> [Material provided]:
[Start of Attachment]
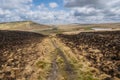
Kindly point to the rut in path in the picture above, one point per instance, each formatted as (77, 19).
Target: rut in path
(67, 68)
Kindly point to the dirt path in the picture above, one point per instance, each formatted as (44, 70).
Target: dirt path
(55, 69)
(59, 62)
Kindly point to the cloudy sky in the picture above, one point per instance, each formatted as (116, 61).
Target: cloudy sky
(60, 11)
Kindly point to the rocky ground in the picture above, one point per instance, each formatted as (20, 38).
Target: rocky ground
(102, 49)
(17, 54)
(83, 56)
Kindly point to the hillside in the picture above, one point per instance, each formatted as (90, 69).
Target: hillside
(23, 26)
(101, 49)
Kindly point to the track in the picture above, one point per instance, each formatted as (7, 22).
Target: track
(55, 69)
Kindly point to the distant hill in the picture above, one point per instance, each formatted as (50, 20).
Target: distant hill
(23, 26)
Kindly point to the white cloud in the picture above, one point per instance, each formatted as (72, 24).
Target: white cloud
(53, 5)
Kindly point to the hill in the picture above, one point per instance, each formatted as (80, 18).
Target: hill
(23, 26)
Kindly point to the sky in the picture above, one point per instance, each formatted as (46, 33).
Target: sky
(60, 11)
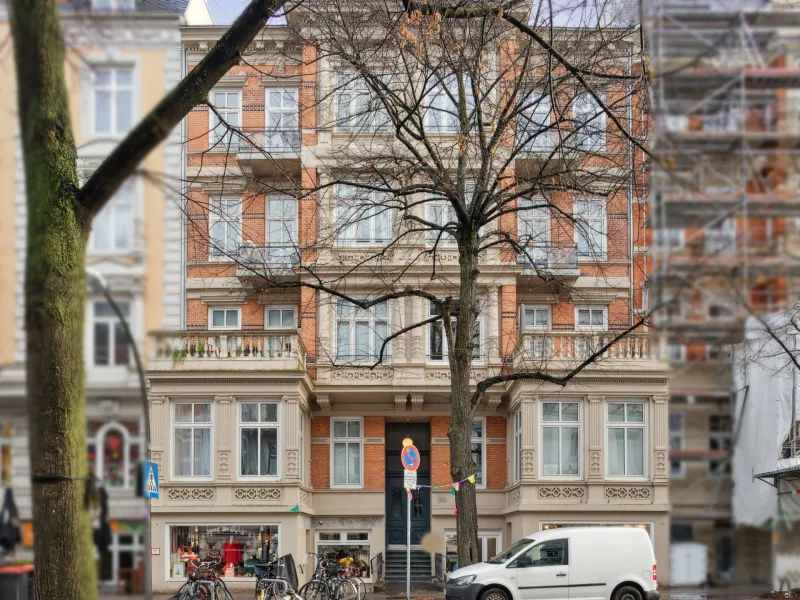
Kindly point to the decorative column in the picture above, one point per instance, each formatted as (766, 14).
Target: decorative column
(659, 425)
(224, 427)
(291, 427)
(159, 432)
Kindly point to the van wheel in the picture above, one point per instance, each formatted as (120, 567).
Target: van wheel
(496, 594)
(627, 592)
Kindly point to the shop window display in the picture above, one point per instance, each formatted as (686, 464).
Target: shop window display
(351, 548)
(235, 548)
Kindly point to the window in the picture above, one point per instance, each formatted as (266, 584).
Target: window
(478, 441)
(625, 425)
(112, 228)
(590, 228)
(442, 113)
(110, 342)
(239, 545)
(112, 93)
(223, 318)
(517, 446)
(283, 129)
(280, 318)
(677, 441)
(533, 123)
(437, 340)
(560, 438)
(720, 428)
(360, 333)
(590, 123)
(547, 554)
(225, 226)
(357, 107)
(346, 447)
(259, 432)
(282, 230)
(192, 439)
(362, 216)
(227, 104)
[End of Attachment]
> [Assignment]: Having located the line containing "Kindly point to the decorative", set it down along with every line after it through the end of the data, reproducing each exactly.

> [Written answer]:
Kindly point to the decorative column in the picture above, one point per instance, each formatted as (766, 14).
Target: decorative column
(659, 425)
(224, 427)
(291, 427)
(159, 432)
Kindly point to the van wheel in the picture above, one point per instance, each formatted as (120, 567).
Target: van wheel
(496, 594)
(627, 592)
Kindly point to the shop window display in the picture above, one point per instance, each formatted as (686, 464).
Target: shop window display
(351, 548)
(235, 548)
Kindly point to the window in the picture above, one point per instance, each formatted as (266, 584).
Target: window
(478, 441)
(625, 425)
(112, 228)
(590, 228)
(442, 113)
(110, 342)
(239, 545)
(112, 93)
(223, 318)
(517, 446)
(283, 129)
(280, 318)
(677, 441)
(533, 123)
(437, 340)
(560, 438)
(720, 428)
(360, 333)
(590, 123)
(547, 554)
(225, 226)
(357, 107)
(346, 447)
(259, 432)
(282, 230)
(192, 439)
(362, 216)
(227, 104)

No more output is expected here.